→ **GOAL**: Reproduce the lines beginning with the line that contains "Task: spot one point per instance of the license plate frame." and running through the final line, requests included. Add 51 to every x and y pixel coordinate in the answers.

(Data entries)
########################################

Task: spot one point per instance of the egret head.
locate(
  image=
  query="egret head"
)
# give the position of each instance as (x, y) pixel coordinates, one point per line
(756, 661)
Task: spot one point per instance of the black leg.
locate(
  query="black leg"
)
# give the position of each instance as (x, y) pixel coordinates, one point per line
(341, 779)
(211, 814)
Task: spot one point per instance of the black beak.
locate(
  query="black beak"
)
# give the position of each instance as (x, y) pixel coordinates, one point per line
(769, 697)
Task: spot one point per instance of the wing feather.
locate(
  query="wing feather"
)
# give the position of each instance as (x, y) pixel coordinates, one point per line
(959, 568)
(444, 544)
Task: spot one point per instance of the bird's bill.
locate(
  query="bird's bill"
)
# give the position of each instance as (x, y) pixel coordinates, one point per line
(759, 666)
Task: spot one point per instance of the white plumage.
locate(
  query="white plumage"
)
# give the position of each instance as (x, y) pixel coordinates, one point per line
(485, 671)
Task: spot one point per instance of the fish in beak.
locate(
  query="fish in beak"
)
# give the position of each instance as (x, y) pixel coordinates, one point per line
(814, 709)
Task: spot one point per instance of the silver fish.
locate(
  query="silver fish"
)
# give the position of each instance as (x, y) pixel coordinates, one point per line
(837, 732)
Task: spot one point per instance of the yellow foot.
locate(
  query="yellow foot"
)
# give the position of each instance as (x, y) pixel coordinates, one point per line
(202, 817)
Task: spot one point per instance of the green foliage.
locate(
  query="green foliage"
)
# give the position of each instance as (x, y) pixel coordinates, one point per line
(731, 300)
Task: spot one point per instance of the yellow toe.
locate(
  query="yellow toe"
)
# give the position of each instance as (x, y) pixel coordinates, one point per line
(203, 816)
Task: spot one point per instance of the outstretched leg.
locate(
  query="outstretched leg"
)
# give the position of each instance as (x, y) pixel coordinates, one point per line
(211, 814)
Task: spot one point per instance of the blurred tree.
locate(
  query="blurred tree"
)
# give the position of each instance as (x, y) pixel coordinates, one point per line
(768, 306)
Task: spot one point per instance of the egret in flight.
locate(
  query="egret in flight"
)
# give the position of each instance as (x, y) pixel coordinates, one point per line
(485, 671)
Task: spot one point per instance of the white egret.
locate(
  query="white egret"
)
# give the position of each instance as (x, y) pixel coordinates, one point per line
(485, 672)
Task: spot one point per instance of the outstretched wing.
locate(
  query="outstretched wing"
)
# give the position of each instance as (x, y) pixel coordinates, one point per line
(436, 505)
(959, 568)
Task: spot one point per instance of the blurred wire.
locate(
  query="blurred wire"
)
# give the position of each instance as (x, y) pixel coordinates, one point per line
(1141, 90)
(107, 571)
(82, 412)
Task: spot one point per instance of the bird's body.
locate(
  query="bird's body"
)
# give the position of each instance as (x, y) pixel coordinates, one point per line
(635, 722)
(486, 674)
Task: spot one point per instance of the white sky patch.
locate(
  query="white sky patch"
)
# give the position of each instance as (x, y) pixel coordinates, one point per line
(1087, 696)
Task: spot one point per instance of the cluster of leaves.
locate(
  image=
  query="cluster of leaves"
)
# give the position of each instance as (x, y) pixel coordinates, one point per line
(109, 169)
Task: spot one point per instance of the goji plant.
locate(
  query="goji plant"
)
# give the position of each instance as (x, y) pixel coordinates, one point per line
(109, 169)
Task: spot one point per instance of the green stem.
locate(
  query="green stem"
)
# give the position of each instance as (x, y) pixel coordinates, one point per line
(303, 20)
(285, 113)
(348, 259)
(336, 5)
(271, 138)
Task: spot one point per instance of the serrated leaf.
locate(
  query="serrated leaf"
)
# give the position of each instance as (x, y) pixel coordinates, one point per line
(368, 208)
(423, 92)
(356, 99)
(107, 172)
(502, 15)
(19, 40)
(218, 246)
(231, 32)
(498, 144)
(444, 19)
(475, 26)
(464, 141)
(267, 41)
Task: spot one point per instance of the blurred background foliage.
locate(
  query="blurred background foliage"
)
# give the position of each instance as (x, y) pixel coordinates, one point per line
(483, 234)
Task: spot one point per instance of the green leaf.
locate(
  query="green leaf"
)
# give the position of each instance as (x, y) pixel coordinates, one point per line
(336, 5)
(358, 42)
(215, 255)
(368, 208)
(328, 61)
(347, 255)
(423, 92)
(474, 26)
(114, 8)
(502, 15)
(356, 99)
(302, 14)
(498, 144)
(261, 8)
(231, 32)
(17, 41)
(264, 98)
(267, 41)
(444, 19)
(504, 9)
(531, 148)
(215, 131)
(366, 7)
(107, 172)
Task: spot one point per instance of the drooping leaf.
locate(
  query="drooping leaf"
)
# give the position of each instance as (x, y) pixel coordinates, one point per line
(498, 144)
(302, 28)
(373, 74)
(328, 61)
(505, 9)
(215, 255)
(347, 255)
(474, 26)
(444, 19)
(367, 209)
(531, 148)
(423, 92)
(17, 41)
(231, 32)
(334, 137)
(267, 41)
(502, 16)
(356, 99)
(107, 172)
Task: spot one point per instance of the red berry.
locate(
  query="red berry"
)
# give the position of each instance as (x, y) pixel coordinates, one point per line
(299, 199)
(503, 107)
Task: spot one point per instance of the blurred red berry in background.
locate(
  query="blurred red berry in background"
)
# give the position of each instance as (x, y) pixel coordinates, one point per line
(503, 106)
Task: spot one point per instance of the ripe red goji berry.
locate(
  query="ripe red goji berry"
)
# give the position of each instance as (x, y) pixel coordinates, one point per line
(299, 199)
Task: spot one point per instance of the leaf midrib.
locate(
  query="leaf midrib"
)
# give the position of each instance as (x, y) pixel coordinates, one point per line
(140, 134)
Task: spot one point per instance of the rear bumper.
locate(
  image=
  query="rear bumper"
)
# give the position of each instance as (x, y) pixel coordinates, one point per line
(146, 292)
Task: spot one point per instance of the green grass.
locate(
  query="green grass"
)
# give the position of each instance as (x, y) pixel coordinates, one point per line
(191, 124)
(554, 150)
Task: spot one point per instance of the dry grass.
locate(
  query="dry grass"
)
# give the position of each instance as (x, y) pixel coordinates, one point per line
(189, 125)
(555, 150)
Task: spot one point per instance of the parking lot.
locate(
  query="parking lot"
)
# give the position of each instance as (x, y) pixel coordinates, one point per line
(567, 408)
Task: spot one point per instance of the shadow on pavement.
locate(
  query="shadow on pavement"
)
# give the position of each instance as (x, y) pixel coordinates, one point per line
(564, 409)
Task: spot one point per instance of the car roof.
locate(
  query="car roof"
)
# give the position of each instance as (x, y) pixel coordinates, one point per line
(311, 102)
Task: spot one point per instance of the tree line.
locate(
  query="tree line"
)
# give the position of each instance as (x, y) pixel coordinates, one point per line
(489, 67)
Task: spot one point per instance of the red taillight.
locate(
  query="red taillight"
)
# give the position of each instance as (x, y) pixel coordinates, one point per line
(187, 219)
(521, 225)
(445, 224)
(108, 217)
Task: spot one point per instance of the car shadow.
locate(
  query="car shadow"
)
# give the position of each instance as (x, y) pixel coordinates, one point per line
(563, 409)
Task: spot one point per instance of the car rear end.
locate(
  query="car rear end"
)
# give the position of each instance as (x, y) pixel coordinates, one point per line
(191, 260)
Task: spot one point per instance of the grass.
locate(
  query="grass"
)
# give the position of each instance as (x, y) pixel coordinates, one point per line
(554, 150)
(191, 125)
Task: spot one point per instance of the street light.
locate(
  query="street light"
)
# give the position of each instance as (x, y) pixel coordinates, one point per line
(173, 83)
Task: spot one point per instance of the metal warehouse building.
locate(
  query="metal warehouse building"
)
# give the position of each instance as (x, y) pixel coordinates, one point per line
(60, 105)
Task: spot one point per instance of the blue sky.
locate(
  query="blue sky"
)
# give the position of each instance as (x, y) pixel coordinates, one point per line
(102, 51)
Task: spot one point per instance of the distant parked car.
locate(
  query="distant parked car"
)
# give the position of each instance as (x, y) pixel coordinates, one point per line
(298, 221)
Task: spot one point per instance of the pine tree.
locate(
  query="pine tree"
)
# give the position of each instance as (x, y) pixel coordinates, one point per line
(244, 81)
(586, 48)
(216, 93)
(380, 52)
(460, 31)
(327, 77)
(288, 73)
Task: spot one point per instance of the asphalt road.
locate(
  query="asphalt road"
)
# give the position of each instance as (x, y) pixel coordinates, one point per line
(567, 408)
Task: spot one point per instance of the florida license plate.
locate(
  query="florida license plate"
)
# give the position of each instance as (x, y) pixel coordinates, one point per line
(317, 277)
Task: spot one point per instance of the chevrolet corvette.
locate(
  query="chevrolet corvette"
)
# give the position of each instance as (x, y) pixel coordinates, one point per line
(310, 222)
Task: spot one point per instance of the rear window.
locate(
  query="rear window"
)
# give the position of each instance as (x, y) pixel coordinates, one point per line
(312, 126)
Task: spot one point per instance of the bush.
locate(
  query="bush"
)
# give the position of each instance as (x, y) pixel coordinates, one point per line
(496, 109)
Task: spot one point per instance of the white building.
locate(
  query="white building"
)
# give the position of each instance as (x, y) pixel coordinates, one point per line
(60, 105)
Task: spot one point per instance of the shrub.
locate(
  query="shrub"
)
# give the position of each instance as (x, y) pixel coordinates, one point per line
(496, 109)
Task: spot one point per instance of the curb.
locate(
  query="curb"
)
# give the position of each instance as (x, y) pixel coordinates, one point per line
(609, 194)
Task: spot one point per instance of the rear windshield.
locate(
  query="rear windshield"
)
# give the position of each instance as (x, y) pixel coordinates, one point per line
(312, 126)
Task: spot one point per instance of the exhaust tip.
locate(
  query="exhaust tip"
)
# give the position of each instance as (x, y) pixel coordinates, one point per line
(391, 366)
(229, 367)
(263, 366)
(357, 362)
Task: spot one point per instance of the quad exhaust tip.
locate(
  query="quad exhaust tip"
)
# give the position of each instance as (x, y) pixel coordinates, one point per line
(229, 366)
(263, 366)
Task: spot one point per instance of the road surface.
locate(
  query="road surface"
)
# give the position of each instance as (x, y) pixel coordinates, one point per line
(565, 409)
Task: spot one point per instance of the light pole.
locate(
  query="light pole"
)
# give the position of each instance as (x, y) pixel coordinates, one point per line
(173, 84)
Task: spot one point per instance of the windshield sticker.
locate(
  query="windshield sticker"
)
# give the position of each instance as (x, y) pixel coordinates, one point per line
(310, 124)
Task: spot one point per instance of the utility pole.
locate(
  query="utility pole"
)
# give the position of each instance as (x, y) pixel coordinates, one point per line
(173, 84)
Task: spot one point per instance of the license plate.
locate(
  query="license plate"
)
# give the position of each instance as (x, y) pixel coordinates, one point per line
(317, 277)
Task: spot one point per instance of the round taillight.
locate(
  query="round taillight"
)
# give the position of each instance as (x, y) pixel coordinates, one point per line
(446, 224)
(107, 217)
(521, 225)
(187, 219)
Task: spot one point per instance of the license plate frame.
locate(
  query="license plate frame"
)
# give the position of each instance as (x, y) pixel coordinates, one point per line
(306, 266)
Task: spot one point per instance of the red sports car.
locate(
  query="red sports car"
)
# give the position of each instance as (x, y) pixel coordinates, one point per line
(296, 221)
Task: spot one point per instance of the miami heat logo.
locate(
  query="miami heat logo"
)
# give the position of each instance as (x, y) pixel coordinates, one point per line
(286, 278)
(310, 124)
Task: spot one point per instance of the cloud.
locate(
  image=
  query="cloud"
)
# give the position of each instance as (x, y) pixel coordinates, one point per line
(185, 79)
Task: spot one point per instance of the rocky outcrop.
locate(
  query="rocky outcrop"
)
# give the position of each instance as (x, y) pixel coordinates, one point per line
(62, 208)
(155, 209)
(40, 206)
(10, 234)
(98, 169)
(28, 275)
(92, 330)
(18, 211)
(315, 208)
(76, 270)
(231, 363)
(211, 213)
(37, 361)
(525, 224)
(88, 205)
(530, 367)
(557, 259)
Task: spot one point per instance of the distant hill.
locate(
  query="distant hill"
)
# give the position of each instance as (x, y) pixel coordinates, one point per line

########################################

→ **WORKED ANSWER**:
Task: spot one point per instance of the license plate frame.
locate(
  query="license plate frame"
)
# give the position of each instance as (x, y) pixel coordinates, one point per line
(357, 317)
Task: spot one point per instance of the red sports car.
locate(
  query="red sports car"
)
# give the position of each instance as (x, y) pixel coordinates, one point per line
(347, 272)
Task: spot one point per instance of the miami heat logo.
locate(
  query="miami heat logo"
)
# give the position of each instance as (x, y) pixel coordinates, one point per line
(337, 329)
(361, 175)
Task: spot one point per instance of the cloud.
locate(
  image=
  query="cloud"
)
# give the position of each instance as (x, y) pixel coordinates, one point per line
(236, 130)
Task: spot one point per instance of the rocky outcrop.
locate(
  query="rocky outcrop"
)
# give the position of each instance as (x, y) pixel coordinates, one point per line
(113, 259)
(206, 260)
(91, 257)
(61, 285)
(149, 220)
(79, 326)
(143, 381)
(69, 262)
(366, 259)
(127, 321)
(282, 414)
(262, 264)
(88, 412)
(576, 275)
(139, 256)
(581, 418)
(608, 310)
Task: spot one point per instance of the distant hill.
locate(
  query="distant hill"
)
# give the position of each instance as (x, y) pixel coordinates, one point per line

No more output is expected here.